JV was finalizing testing of a new top-finish material on our test skis, so some orange-peel and fish-eyes were evident on these demo skis.  As of publication of this review, JV reports the final versions are superbly finished and smooth, and based on his attention to detail in his documentation of the skis and response to questions, we have no doubt his passion for perfection will come through in all the final topcoating of any ski leaving his workshop.  The new coating can be wet sanded, buffed and restored to a nice finish after getting scratched, making them look like new after getting abused...a great feature.

Test Conditions:

Eastern corduroy, packed powder groomers, ungroomed packed powder with small bumps, shin-deep powder conditions, both smooth and bumpy.  Windpack, crust, icy death-crust, chalky wind buff, dry powder, eastern boilerplate.

Test Results:


Both skis had a torsional integrity along their length that could shame many other companies with skis this wide underfoot in hardpack conditions.  The combination of a core with a high maple hardwood content and maple under the edges (no sidewalls, remember...) creates a ski with no fear on hard surfaces. Sharp bites with a punchy, downward style or long, drawn-out GS turns with the skis rolled up on-edge resulted in solid, confident grip on Eastern boilerplate and everthing else we could find. 


The Kootenays were remarkably stable at speed on hardpack, even though they had moderate rise front and rear and had a short contact length with zero camber underfoot.  I was shocked at how well the Kootenays would grip hardpack without camber. While they did not grip and punch like a slalom ski, they were great on hardpack and would satisfy nearly anyone. The Koots could be thrown sideways at speed on hardpack without any funny behavior, just a nice, controlled slide. Impressive for a ski 115mm underfoot.

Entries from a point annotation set
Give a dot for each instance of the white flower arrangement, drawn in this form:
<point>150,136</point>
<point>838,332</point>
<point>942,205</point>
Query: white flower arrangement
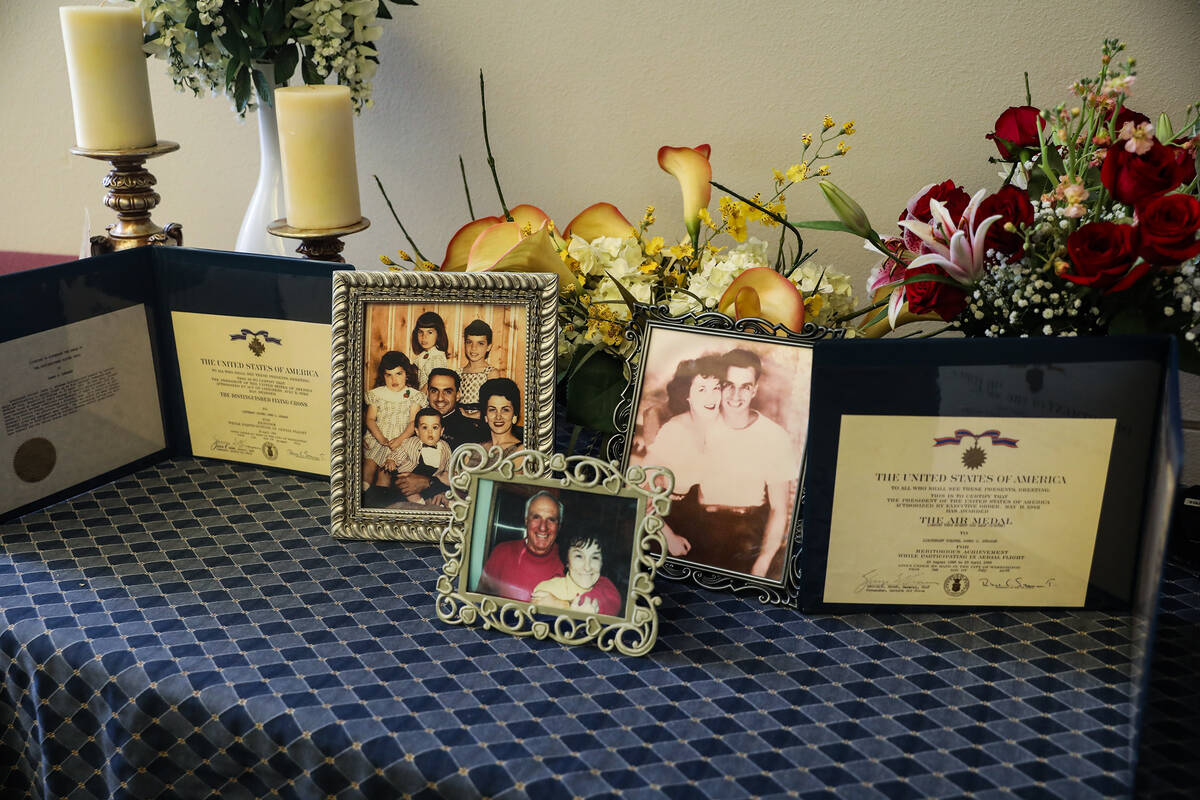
<point>219,46</point>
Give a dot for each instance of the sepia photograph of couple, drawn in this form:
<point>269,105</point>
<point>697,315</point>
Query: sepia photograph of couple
<point>727,414</point>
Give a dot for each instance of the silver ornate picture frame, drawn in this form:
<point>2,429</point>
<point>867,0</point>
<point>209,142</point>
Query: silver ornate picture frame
<point>413,356</point>
<point>724,404</point>
<point>553,547</point>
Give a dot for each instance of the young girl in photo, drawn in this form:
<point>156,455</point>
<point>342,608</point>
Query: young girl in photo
<point>477,347</point>
<point>430,346</point>
<point>391,414</point>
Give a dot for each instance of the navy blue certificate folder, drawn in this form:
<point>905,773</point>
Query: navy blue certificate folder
<point>1133,380</point>
<point>89,377</point>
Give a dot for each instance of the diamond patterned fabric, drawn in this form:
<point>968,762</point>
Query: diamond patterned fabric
<point>193,630</point>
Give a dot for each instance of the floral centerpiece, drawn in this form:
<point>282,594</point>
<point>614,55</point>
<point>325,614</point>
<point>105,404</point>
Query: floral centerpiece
<point>1092,232</point>
<point>217,46</point>
<point>607,263</point>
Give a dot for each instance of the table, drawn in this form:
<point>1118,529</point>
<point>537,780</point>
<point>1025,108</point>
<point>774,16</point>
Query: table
<point>193,630</point>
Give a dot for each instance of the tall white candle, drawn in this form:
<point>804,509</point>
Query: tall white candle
<point>321,180</point>
<point>107,68</point>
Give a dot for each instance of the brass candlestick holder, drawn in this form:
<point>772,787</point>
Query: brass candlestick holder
<point>131,194</point>
<point>318,244</point>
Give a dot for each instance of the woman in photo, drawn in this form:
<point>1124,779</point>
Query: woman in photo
<point>583,588</point>
<point>694,402</point>
<point>430,344</point>
<point>501,400</point>
<point>477,347</point>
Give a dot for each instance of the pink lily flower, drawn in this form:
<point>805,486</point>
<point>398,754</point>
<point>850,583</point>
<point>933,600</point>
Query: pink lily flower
<point>957,247</point>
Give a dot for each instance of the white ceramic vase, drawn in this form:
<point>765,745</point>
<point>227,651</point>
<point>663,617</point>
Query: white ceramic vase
<point>267,202</point>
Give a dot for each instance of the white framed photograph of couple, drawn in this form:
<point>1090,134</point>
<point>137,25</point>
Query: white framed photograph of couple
<point>553,547</point>
<point>727,413</point>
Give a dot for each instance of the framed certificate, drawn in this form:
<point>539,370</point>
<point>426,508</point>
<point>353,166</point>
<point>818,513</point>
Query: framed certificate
<point>987,473</point>
<point>113,362</point>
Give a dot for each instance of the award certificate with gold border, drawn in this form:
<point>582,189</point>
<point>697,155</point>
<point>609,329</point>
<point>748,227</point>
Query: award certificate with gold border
<point>256,390</point>
<point>966,511</point>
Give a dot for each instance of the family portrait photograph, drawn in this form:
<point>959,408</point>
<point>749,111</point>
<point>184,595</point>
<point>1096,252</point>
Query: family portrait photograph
<point>727,414</point>
<point>437,376</point>
<point>563,549</point>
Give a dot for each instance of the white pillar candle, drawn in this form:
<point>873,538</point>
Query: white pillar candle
<point>107,68</point>
<point>321,180</point>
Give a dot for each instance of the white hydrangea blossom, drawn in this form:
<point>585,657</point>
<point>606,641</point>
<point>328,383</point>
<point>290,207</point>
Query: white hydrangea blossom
<point>717,272</point>
<point>834,288</point>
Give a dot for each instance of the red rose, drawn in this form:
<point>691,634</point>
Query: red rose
<point>1168,228</point>
<point>1132,179</point>
<point>1013,205</point>
<point>943,299</point>
<point>948,193</point>
<point>1019,127</point>
<point>1101,256</point>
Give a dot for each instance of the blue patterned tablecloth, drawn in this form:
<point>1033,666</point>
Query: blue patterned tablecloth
<point>193,631</point>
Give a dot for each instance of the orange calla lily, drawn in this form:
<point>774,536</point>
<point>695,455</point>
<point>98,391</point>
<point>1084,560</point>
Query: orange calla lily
<point>691,168</point>
<point>455,260</point>
<point>763,293</point>
<point>501,248</point>
<point>459,250</point>
<point>599,220</point>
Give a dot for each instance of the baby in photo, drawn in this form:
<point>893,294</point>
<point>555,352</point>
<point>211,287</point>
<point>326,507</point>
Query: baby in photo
<point>582,588</point>
<point>425,453</point>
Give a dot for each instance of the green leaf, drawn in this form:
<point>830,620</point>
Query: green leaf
<point>235,44</point>
<point>594,390</point>
<point>823,224</point>
<point>925,277</point>
<point>1189,356</point>
<point>273,18</point>
<point>262,88</point>
<point>1128,320</point>
<point>232,74</point>
<point>241,90</point>
<point>286,64</point>
<point>309,71</point>
<point>630,300</point>
<point>880,316</point>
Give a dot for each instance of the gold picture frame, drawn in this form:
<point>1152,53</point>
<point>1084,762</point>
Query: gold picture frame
<point>389,474</point>
<point>613,518</point>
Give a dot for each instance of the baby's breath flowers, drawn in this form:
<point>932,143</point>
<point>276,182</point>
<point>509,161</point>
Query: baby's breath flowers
<point>220,46</point>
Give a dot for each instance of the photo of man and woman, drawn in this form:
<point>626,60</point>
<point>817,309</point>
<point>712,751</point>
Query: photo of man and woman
<point>436,376</point>
<point>558,548</point>
<point>729,416</point>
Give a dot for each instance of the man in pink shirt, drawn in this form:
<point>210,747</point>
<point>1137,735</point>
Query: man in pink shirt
<point>516,566</point>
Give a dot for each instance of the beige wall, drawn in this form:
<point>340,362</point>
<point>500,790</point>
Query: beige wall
<point>582,94</point>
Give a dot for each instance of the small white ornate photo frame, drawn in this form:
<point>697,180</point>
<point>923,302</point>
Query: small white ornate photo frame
<point>553,547</point>
<point>424,362</point>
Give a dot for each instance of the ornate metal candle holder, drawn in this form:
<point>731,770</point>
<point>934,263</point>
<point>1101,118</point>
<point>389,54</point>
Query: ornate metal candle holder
<point>318,244</point>
<point>131,194</point>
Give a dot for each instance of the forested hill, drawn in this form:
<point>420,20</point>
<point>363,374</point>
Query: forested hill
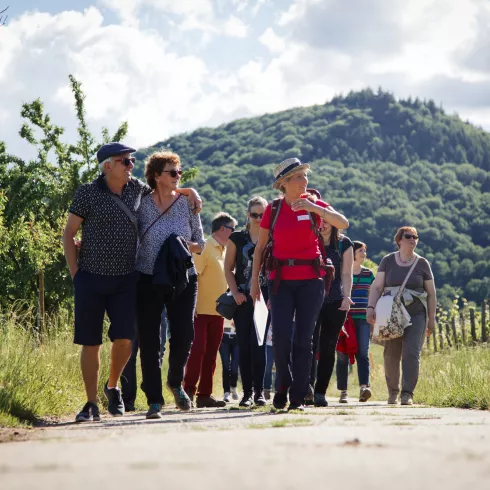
<point>383,162</point>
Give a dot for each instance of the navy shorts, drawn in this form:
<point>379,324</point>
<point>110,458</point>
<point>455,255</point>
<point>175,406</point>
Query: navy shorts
<point>95,295</point>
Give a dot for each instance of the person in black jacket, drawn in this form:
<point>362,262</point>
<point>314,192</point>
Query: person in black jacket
<point>167,227</point>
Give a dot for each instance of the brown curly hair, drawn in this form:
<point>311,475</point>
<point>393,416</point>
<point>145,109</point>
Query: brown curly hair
<point>156,162</point>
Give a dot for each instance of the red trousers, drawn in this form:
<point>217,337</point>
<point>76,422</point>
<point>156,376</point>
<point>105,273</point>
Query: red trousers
<point>208,332</point>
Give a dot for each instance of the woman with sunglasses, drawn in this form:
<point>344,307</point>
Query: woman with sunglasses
<point>238,273</point>
<point>419,298</point>
<point>161,213</point>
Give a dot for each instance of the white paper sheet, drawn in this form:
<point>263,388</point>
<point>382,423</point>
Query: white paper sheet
<point>260,319</point>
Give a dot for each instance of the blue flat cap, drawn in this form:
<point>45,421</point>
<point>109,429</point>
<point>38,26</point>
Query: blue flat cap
<point>112,149</point>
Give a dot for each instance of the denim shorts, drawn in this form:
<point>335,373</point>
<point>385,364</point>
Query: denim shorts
<point>96,295</point>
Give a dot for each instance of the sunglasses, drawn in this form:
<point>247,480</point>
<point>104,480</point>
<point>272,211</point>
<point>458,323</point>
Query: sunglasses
<point>174,173</point>
<point>127,161</point>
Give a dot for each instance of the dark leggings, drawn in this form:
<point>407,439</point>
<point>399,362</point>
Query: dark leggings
<point>329,323</point>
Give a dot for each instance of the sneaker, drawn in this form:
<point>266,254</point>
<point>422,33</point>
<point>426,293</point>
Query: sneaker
<point>296,406</point>
<point>115,405</point>
<point>209,401</point>
<point>393,399</point>
<point>319,400</point>
<point>181,398</point>
<point>89,413</point>
<point>280,400</point>
<point>154,411</point>
<point>343,397</point>
<point>259,399</point>
<point>310,396</point>
<point>246,401</point>
<point>406,399</point>
<point>365,394</point>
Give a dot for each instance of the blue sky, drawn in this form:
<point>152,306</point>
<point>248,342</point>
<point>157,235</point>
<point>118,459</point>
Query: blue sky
<point>169,66</point>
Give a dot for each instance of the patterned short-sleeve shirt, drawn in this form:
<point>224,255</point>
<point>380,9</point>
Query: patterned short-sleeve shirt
<point>109,238</point>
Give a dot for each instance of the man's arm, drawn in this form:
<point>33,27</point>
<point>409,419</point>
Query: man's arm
<point>71,229</point>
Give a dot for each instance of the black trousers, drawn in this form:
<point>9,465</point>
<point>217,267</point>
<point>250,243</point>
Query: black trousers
<point>330,322</point>
<point>180,313</point>
<point>252,355</point>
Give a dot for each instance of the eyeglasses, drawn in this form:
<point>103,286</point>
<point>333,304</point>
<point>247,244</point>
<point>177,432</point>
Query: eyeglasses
<point>126,161</point>
<point>174,173</point>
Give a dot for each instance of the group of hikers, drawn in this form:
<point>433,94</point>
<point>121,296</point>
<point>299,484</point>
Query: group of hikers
<point>144,262</point>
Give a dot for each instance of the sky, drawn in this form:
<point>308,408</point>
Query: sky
<point>171,66</point>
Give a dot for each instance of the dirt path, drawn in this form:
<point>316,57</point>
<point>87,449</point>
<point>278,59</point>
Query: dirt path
<point>363,446</point>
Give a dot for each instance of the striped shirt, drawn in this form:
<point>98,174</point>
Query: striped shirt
<point>360,292</point>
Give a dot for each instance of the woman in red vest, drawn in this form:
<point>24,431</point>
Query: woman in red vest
<point>296,286</point>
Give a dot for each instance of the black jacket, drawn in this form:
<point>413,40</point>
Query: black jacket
<point>171,270</point>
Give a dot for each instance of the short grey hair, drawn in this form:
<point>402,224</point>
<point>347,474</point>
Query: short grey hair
<point>101,165</point>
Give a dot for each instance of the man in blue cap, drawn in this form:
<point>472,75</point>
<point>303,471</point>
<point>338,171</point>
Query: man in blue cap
<point>103,270</point>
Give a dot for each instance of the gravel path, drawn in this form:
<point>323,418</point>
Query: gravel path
<point>368,446</point>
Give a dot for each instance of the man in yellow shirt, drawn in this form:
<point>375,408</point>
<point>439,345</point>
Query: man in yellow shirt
<point>208,323</point>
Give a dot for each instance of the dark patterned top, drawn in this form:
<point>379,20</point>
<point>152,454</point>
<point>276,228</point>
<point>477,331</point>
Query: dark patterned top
<point>336,292</point>
<point>109,238</point>
<point>179,220</point>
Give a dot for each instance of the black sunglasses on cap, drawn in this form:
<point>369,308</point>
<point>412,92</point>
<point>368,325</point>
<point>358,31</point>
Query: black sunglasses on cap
<point>174,173</point>
<point>126,161</point>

→ Exercise objective
Extend the ski review beyond its final sentence.

→ Reply
East Coasters:

The East Coasters, with their traditional camber and 18m radius, were happiest when rolled up and ridden at moderate to high speeds, but would punch and change direction on demand when needed.  Dampening at speed on hardpack was very, very good.  No real flapping at speed, just quiet control. 

The East Coasters, with their traditional camber,  could be slid sideways at speed as long as you watched your edge angle and weighting to get your fronts and rears equally balanced.  They where happiest at higher speeds, rolled up on their edge with good inertia and pressure to keep them flexed and ready to launch into the next turn, holding steady onto the hard surface. We had best results by moving the East Coaster boot position -1 or -2 from the suggested mount to get the carving behavior to be less pivoty and more stable.

Mixed Conditions:


My first run with the Kootenays was in some 4-6 inches of fresh powder on top of death-crust (the kind if you break through and sink in, you cannot turn, cannot change direction, can't get out...simply railroad your way straight in whatever trajectory you were in when you broke through...) The Koots simply grabbed me at the first few turns and turned what could have been a nightmarish fight for survival into a happy-camper fun-fest of porpoising in and out of the crust, floating on top or any combo of the two.  I ended up looking for more treacherous species of surface to see if the skis would fail to perform. All I found was fun.  The Koots continued to become a favorite ski when the snow quality was unknown, or inconsistent.  They simply have a combination of float, smear, pivot, carve and pounce (yes, "pounce" is a word I would use to describe one of their behaviors....) that makes nearly any conditions really fun to be in.  That sold me right there.  Other testers found the same remarkable performance.  Pivoty turns in bumps (tight and well-spaced) and Eastern trees were easy and fun.  Lots of spunk and rebound available on-demand.  Let them run through the crud, crushing undulating surface conditions in their problem.  Deflection...near zero.  Ease of handling....super easy.  Fun, fun fun in mixed conditions.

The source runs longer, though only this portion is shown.